Natural-language object grounding data:
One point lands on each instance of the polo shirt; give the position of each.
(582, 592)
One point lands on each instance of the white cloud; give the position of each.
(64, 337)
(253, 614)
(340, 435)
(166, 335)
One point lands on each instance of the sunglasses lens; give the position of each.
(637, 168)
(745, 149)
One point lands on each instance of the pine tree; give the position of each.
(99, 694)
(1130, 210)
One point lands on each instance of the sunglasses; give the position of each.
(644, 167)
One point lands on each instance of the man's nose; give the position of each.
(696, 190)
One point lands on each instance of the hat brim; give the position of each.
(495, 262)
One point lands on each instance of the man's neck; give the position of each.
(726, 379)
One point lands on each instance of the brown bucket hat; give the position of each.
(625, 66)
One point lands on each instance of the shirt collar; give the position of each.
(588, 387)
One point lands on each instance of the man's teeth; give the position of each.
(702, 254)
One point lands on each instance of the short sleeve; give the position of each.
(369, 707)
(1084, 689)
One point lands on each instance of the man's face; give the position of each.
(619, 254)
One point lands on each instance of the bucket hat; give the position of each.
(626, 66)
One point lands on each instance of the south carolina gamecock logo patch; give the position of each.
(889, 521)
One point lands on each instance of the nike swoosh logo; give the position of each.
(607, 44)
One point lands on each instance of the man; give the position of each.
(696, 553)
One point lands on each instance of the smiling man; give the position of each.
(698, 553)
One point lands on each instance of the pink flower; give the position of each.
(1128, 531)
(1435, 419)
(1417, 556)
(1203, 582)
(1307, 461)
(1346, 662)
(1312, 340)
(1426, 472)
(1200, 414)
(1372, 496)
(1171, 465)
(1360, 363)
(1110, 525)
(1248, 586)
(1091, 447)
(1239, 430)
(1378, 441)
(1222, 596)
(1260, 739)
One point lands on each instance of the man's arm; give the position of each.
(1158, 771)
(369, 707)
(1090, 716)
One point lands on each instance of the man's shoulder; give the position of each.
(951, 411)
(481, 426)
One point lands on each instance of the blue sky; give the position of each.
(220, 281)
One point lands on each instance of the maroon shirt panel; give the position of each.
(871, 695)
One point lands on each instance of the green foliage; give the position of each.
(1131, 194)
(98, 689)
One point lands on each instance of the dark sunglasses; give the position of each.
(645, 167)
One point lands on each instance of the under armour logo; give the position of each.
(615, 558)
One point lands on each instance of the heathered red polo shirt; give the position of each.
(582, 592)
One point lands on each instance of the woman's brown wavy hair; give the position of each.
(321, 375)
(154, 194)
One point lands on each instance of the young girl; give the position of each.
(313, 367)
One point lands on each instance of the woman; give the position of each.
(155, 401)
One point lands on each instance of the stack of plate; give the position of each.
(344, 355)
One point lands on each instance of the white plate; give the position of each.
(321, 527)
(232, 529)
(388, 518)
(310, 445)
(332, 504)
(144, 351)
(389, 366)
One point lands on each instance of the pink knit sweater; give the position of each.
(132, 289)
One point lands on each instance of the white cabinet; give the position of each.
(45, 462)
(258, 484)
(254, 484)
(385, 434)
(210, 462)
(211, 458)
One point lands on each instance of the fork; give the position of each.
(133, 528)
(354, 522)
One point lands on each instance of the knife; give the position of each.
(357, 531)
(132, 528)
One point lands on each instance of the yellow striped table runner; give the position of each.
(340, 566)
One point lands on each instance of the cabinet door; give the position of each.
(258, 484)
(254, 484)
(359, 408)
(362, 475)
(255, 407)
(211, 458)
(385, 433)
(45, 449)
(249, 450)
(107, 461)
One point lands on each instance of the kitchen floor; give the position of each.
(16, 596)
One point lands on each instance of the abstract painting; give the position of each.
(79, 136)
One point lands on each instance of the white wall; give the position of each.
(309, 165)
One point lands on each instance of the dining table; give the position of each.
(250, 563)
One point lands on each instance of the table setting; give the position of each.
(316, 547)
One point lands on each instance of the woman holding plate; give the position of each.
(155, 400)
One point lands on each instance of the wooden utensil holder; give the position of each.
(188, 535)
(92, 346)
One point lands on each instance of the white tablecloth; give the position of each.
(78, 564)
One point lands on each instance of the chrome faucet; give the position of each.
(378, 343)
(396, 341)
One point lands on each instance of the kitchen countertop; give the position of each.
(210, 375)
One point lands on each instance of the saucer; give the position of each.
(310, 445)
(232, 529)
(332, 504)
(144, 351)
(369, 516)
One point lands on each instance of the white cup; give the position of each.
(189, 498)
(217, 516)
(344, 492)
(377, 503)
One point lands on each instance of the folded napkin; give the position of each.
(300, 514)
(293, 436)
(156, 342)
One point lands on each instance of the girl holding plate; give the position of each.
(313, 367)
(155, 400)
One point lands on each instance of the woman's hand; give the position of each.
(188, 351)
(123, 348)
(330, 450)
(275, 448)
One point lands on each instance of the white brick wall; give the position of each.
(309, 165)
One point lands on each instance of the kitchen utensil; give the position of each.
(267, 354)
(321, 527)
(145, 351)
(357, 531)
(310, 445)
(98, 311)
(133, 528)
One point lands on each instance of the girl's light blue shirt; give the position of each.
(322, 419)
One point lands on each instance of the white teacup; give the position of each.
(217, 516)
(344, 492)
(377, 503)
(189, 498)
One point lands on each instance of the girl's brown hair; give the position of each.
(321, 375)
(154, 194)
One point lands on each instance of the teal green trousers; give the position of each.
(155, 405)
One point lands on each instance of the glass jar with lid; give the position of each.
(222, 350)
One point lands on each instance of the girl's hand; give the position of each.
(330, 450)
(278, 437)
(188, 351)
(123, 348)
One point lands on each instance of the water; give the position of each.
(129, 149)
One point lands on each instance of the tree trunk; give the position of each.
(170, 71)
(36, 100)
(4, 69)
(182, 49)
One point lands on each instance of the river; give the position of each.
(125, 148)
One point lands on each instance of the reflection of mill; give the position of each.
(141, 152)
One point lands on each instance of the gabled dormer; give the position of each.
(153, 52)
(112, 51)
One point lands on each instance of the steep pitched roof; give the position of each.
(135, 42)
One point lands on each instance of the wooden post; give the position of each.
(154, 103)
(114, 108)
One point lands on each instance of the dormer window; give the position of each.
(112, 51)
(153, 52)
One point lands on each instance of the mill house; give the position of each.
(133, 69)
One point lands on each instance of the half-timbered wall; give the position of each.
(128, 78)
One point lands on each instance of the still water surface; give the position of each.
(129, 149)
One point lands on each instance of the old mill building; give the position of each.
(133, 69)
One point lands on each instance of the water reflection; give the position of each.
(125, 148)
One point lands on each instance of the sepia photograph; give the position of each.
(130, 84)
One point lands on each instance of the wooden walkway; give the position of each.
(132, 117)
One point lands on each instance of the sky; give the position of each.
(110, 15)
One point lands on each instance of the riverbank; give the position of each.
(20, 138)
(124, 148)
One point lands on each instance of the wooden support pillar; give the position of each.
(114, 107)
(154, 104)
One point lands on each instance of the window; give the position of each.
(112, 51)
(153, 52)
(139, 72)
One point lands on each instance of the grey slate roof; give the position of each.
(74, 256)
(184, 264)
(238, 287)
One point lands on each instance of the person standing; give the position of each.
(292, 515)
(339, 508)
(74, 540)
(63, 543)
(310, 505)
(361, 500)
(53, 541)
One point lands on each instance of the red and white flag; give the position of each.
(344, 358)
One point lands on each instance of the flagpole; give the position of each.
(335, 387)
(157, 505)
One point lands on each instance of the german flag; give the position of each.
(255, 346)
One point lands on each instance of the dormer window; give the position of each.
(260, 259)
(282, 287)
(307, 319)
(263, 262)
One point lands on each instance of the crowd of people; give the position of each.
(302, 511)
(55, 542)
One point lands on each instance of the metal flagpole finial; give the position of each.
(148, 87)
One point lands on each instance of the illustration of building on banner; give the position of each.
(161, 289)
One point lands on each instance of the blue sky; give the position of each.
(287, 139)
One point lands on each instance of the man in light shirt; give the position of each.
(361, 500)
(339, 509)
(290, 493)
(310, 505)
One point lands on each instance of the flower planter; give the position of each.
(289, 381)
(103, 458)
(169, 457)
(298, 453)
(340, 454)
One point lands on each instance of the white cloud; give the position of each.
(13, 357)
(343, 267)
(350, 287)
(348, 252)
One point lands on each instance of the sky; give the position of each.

Exercise aim: Exactly as written, copy the lines from the one containing "One point lands on each instance of the riverbank;" to the end of the entries, both ends included.

Output for this exercise:
One point lands on each instance of the riverbank; give the position of each.
(20, 138)
(124, 148)
One point lands on each instance of the wooden support pillar; give the position of each.
(114, 107)
(154, 104)
One point lands on each instance of the window; give the position of each.
(112, 51)
(153, 52)
(139, 72)
One point lands on each instance of the grey slate roof; give the position of each.
(74, 256)
(184, 264)
(238, 287)
One point lands on each instance of the person standing; give the position of each.
(292, 515)
(339, 508)
(74, 540)
(63, 543)
(310, 505)
(361, 500)
(53, 541)
One point lands on each instance of the red and white flag; give the position of each.
(344, 358)
One point lands on each instance of the flagpole; give the position of each.
(335, 387)
(157, 505)
One point lands on each instance of the german flag; give the position of each.
(255, 346)
One point lands on each instance of the dormer window; give the position of each.
(260, 259)
(282, 287)
(307, 319)
(263, 262)
One point lands on each instance of the crowd of people; give the position of each.
(302, 511)
(55, 542)
One point lands on each instance of the metal flagpole finial; give the position of each.
(148, 87)
One point lands on each instance of the illustration of building on banner; give the position of each.
(161, 289)
One point lands on each instance of the blue sky; give the position of each.
(287, 139)
One point lands on each instance of the man in light shirt; give the position of each.
(361, 500)
(339, 509)
(290, 493)
(310, 505)
One point lands on each instance of the flower planter; give the position of each.
(289, 381)
(103, 458)
(169, 457)
(298, 453)
(340, 454)
One point lands on each instance of the white cloud; give the position of each.
(13, 357)
(343, 267)
(350, 287)
(348, 252)
One point lands on each instance of the sky; give the position of each.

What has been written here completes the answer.